- _What the task asks_
Can you give back the lines starting at the one that contains "Every <instance> block" and ending at the one that contains "negative clicks: (204, 77) (220, 105)", swapping "rough mask" for "coarse mask" and leaving everything else unchanged? Return only those lines.

Extracted information section start

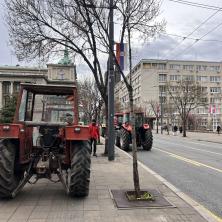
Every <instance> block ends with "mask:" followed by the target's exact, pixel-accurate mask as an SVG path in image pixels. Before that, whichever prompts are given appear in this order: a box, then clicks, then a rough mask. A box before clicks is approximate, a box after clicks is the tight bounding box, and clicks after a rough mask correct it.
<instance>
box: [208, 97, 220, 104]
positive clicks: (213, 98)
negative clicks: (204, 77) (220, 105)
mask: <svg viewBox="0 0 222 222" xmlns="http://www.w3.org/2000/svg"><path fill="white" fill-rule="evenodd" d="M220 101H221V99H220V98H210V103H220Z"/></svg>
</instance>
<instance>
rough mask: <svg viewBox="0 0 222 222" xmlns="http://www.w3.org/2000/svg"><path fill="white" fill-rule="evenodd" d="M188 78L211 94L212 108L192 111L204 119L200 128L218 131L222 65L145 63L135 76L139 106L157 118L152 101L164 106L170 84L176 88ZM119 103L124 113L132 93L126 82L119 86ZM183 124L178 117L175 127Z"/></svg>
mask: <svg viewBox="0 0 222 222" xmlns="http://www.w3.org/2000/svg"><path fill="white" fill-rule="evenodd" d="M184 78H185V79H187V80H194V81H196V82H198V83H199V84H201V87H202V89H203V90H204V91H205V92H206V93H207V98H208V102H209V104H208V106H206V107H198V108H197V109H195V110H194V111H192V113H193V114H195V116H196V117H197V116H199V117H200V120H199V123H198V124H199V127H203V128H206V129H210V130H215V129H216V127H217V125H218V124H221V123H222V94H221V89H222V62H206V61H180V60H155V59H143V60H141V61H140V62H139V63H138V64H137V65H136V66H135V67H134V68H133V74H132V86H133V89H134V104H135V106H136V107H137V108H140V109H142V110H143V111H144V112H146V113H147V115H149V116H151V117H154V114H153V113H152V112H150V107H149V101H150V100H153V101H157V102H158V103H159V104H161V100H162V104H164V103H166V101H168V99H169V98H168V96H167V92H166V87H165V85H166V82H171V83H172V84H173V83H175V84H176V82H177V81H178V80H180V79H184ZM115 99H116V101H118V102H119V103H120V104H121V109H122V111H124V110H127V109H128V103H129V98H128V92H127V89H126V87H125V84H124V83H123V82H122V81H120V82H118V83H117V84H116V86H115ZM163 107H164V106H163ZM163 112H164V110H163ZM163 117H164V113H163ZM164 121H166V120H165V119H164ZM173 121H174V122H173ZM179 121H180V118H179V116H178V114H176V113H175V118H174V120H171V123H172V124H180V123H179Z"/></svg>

Extracted information section end
Extracted information section start

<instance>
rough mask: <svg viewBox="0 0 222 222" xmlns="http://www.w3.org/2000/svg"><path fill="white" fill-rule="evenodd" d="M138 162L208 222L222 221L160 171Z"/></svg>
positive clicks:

Extracted information section end

- _Output_
Every <instance> block ends with "mask:" followed by the target's exact, pixel-accurate mask as an SVG path in image pixels. Before that, whichever prompts are given appear in this order: a box, then clicks, then a coarse mask. A box before clicks is approximate, a box after clicks is the tight bounding box, and clicks after a coarse mask correct it.
<instance>
box: [208, 97, 220, 104]
positive clicks: (213, 98)
negative clicks: (204, 77) (220, 105)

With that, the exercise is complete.